[Image region outline records]
============
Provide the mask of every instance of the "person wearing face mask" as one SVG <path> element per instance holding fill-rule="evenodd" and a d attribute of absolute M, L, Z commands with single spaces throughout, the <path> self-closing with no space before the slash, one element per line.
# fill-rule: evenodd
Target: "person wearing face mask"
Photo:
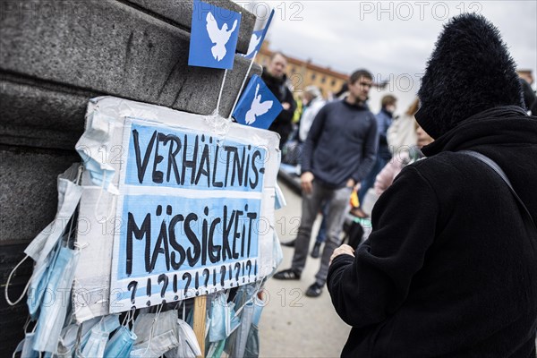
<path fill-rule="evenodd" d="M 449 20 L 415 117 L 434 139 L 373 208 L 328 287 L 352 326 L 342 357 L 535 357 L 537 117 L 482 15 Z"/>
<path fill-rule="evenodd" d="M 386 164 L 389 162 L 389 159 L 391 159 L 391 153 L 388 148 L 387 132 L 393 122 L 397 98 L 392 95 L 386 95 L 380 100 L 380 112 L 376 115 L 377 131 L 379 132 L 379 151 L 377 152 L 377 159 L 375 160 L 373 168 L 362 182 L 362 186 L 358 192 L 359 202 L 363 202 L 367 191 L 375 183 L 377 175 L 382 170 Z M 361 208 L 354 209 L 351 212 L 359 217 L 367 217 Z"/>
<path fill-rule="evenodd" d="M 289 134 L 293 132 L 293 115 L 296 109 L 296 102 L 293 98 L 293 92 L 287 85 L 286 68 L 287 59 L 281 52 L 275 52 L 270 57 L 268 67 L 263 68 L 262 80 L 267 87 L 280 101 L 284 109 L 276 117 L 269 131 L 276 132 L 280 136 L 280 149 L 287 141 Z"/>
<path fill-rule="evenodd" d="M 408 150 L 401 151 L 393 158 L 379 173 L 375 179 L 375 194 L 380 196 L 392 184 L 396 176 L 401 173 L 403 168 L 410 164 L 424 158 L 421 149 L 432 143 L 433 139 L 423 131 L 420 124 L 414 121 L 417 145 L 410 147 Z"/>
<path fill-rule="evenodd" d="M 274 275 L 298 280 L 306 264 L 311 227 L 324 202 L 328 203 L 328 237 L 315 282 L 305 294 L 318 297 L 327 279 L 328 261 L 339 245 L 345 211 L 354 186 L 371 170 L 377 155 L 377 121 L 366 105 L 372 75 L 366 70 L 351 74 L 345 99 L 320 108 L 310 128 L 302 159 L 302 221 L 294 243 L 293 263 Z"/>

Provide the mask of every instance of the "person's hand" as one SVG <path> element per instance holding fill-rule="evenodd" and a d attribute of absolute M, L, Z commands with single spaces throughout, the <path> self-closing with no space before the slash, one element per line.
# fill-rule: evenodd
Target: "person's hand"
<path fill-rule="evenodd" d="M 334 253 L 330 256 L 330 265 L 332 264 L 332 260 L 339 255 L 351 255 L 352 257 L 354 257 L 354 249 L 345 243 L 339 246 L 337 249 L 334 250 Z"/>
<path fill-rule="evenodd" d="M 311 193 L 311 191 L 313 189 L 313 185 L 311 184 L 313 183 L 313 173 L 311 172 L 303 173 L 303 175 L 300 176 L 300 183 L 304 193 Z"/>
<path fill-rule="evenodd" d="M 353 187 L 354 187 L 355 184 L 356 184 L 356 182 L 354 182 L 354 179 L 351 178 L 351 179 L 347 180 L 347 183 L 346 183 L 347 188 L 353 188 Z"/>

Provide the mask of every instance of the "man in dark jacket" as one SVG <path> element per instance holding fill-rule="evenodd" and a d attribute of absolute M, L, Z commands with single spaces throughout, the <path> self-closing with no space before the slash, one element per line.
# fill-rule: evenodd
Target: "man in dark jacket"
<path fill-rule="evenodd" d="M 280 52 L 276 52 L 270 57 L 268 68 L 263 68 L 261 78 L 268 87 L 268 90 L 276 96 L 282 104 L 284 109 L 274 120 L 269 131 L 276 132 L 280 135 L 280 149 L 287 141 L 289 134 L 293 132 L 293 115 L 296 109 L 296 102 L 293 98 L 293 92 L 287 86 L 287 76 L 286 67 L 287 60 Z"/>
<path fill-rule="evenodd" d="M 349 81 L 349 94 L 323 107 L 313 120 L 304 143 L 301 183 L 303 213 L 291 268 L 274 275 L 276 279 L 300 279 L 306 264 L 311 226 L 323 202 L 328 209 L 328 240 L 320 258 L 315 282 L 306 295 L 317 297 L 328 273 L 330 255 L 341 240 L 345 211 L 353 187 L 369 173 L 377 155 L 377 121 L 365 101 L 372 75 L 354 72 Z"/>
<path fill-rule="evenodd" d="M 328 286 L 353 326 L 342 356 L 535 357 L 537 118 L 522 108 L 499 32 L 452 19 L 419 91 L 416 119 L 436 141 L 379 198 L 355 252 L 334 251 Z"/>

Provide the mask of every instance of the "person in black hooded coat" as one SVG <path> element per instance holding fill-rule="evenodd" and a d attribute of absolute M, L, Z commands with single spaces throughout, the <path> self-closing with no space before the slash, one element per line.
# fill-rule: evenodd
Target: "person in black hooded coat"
============
Challenge: Reproduce every one of the lines above verbatim, omitting the pictures.

Answer to the task:
Provide the mask of every instance of the "person wearing face mask" as one SVG <path> element per instance holding fill-rule="evenodd" and a d attribute of absolute M, L, Z commands with single spaces throughout, the <path> self-closing with no space before the slash, one element per line.
# fill-rule: evenodd
Target: "person wearing face mask"
Photo:
<path fill-rule="evenodd" d="M 449 20 L 415 117 L 434 139 L 373 208 L 328 287 L 352 326 L 342 357 L 535 357 L 537 117 L 482 15 Z"/>
<path fill-rule="evenodd" d="M 386 164 L 389 162 L 389 159 L 391 159 L 391 153 L 388 148 L 387 132 L 393 122 L 397 98 L 392 95 L 386 95 L 380 100 L 380 112 L 376 115 L 377 131 L 379 132 L 379 151 L 377 152 L 377 159 L 375 160 L 373 168 L 362 182 L 362 186 L 358 192 L 359 202 L 363 202 L 367 191 L 375 183 L 377 175 L 382 170 Z M 361 208 L 354 209 L 351 212 L 359 217 L 367 217 Z"/>
<path fill-rule="evenodd" d="M 289 134 L 293 132 L 293 115 L 296 109 L 296 102 L 293 98 L 293 92 L 287 85 L 286 68 L 287 59 L 281 52 L 275 52 L 270 57 L 268 67 L 263 68 L 262 80 L 267 87 L 280 101 L 284 109 L 276 117 L 269 131 L 276 132 L 280 136 L 280 149 L 287 141 Z"/>
<path fill-rule="evenodd" d="M 408 150 L 401 151 L 393 158 L 379 173 L 375 179 L 375 194 L 380 196 L 392 184 L 396 176 L 401 173 L 403 168 L 410 164 L 424 158 L 421 149 L 432 143 L 433 139 L 423 131 L 420 124 L 414 121 L 417 145 L 410 147 Z"/>
<path fill-rule="evenodd" d="M 274 275 L 298 280 L 306 264 L 311 227 L 324 202 L 328 203 L 328 237 L 315 282 L 305 294 L 318 297 L 327 279 L 328 261 L 339 245 L 345 211 L 354 186 L 371 170 L 377 155 L 377 121 L 366 105 L 372 75 L 366 70 L 351 74 L 345 99 L 320 108 L 310 128 L 302 159 L 302 221 L 294 243 L 293 263 Z"/>

Provide the mask of every instance of the "person's hand" as one SVG <path> element per instance holding fill-rule="evenodd" and a d attribute of absolute M, L, Z commands with single spaces throughout, the <path> self-closing with no space before the slash, one element per line.
# fill-rule: evenodd
Target: "person's hand"
<path fill-rule="evenodd" d="M 334 253 L 330 256 L 330 265 L 332 264 L 332 260 L 339 255 L 351 255 L 352 257 L 354 257 L 354 249 L 345 243 L 339 246 L 337 249 L 334 250 Z"/>
<path fill-rule="evenodd" d="M 311 193 L 311 191 L 313 189 L 313 185 L 311 184 L 313 183 L 313 173 L 311 172 L 303 173 L 303 175 L 300 176 L 300 183 L 304 193 Z"/>
<path fill-rule="evenodd" d="M 353 187 L 354 187 L 355 184 L 356 184 L 356 182 L 354 182 L 354 179 L 351 178 L 351 179 L 347 180 L 347 183 L 346 183 L 347 188 L 353 188 Z"/>

Provide the mask of every instance of the "man in dark jacket" as one SVG <path> element per instance holding fill-rule="evenodd" and a d attribute of absolute M, L, Z commands with single spaces throughout, the <path> self-closing with no space before the slash, one element per line.
# fill-rule: evenodd
Target: "man in dark jacket"
<path fill-rule="evenodd" d="M 280 52 L 276 52 L 270 57 L 268 68 L 263 68 L 261 78 L 268 87 L 268 90 L 276 96 L 282 104 L 284 109 L 274 120 L 269 131 L 276 132 L 280 135 L 280 149 L 287 141 L 289 134 L 293 132 L 293 115 L 296 109 L 296 102 L 293 98 L 293 92 L 287 86 L 287 76 L 286 67 L 287 60 Z"/>
<path fill-rule="evenodd" d="M 349 81 L 349 94 L 323 107 L 313 120 L 304 143 L 301 183 L 303 213 L 291 268 L 274 275 L 276 279 L 300 279 L 306 264 L 311 226 L 323 202 L 328 209 L 328 240 L 320 258 L 315 282 L 306 295 L 317 297 L 328 273 L 330 255 L 341 240 L 345 211 L 353 187 L 369 173 L 377 155 L 377 121 L 365 101 L 372 75 L 354 72 Z"/>
<path fill-rule="evenodd" d="M 328 286 L 353 326 L 342 356 L 535 357 L 537 118 L 522 108 L 499 32 L 452 19 L 419 91 L 416 119 L 436 141 L 379 198 L 355 252 L 334 251 Z"/>

Provide the mask of every instance of the "person in black hooded coat" as one SVG <path> element per instance holding fill-rule="evenodd" and a d attribute of absolute M, L, Z commands with single spaces throughout, the <path> self-closing with no space before the slash, one element per line.
# fill-rule: evenodd
Target: "person in black hooded coat"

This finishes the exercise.